§ Quoted text:
-*-

The reason why there are only powers of 5 is that Haskell tries to evaluate every possible c for a = 2^0 and b = 3^0 and only when it is finished it goes for a = 2^0 and b = 3^1.
So this way you can only construct a finite list like this:
[ a * b * c | a <- map (2^) [0..n], b <- map (3^) [0..n], c <- map (5^) [0..n] ]
for a given n.

My first idea was starting from lists of powers of 2, 3 and 5, respectively:
p2 = iterate (2 *) 1
p3 = iterate (3 *) 1
p5 = iterate (5 *) 1
It's also easy to merge two sorted streams:
fuse [] ys = ys
fuse xs [] = xs
fuse xs#(x : xs') ys#(y : ys')
| x <= y = x : fuse xs' ys
| otherwise = y : fuse xs ys'
But then I got stuck because fuse p2 (fuse p3 p5) doesn't do anything useful. It only produces multiples of 2, or 3, or 5, never mixing factors.
I couldn't figure out a purely generative solution, so I added a bit of filtering in the form of a set accumulator. The algorithm (which is quite imperative) is:
Initialize the accumulator to {1}.
Find and remove the smallest element from the accumulator; call it n.
Emit n.
Add {2n, 3n, 5n} to the accumulator.
Go to #2 if you need more elements.
The accumulator is a set because this easily lets me find and extract the smallest element (I'm using it as a priority queue, basically). It also handles duplicates that arise from e.g. computing both 2 * 3 and 3 * 2.
Haskell implementation:
import qualified Data.Set as S
numbers :: [Integer]
numbers = go (S.singleton 1)
where
go acc = case S.deleteFindMin acc of
(n, ns) -> n : go (ns `S.union` S.fromDistinctAscList (map (n *) [2, 3, 5]))
This works, but there are things I don't like about it:
For every element we emit (n : ...), we add up to three new elements to the accumulator (ns `S.union` ... [2, 3, 5]). ("Up to three" because some of them may be duplicates that will be filtered out.)
That means numbers carries around a steadily growing data structure; the more elements we consume from numbers, the bigger the accumulator grows.

-*-

§ Listed records:
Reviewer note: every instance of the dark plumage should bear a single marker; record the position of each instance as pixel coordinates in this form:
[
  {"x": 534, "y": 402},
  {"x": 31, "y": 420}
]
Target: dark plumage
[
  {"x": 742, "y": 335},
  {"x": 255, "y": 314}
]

-*-

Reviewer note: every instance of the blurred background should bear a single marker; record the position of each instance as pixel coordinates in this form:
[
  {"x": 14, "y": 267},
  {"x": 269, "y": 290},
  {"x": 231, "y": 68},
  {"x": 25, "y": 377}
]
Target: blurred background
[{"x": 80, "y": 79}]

-*-

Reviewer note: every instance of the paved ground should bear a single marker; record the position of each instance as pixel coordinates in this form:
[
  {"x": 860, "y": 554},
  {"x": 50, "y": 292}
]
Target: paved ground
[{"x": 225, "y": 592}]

-*-

§ What you need to do:
A) List the steps of the set-accumulator algorithm that the Haskell text describes, in order.
B) According to the Haskell text, what does fuse p2 (fuse p3 p5) produce?
C) Carry on the Haskell text past its final sentence.

§ Exercise answers:
A)
1. Initialize the accumulator to {1}.
2. Find and remove the smallest element from the accumulator; call it n.
3. Emit n.
4. Add {2n, 3n, 5n} to the accumulator.
5. Go to #2 if you need more elements.

B) It only produces multiples of 2, or 3, or 5, never mixing factors.

C)
In that sense it's not a pure "streaming" algorithm. Even if we ignore the steadily growing numbers themselves, we need more memory and perform more computation the deeper we get into the sequence.

From your code:
[ a * b * c | a <- map (2^) [0..], b <- map (3^) [0..], c <- map (5^) [0..] ]
Since map (5^) [0..] is an infinite list, upon first iterations of a and b, it iterates over the said infinite list, which won't halt. That's why it is stuck at powers of 5.
Here is a solution apart from arithmetics. Note that map (2^) [0..], map (3^) [0..], and map (5^) [0..] are all lists sorted in ascending order. That means the usual merge operation is applicable:
merge [] ys = ys
merge xs [] = xs
merge (x:xs) (y:ys) = if x <= y then x : merge xs (y:ys) else y : merge (x:xs) ys
For convenience, let xs = map (2^) [0..]; let ys = map (3^) [0..]; let zs = map (5^) [0..].
To get multiples of 2 and 3, consider the following organization of said numbers:
1, 2, 4, 8, 16, ...
3, 6, 12, 24, 48, ...
9, 18, 36, 72, 144, ...
...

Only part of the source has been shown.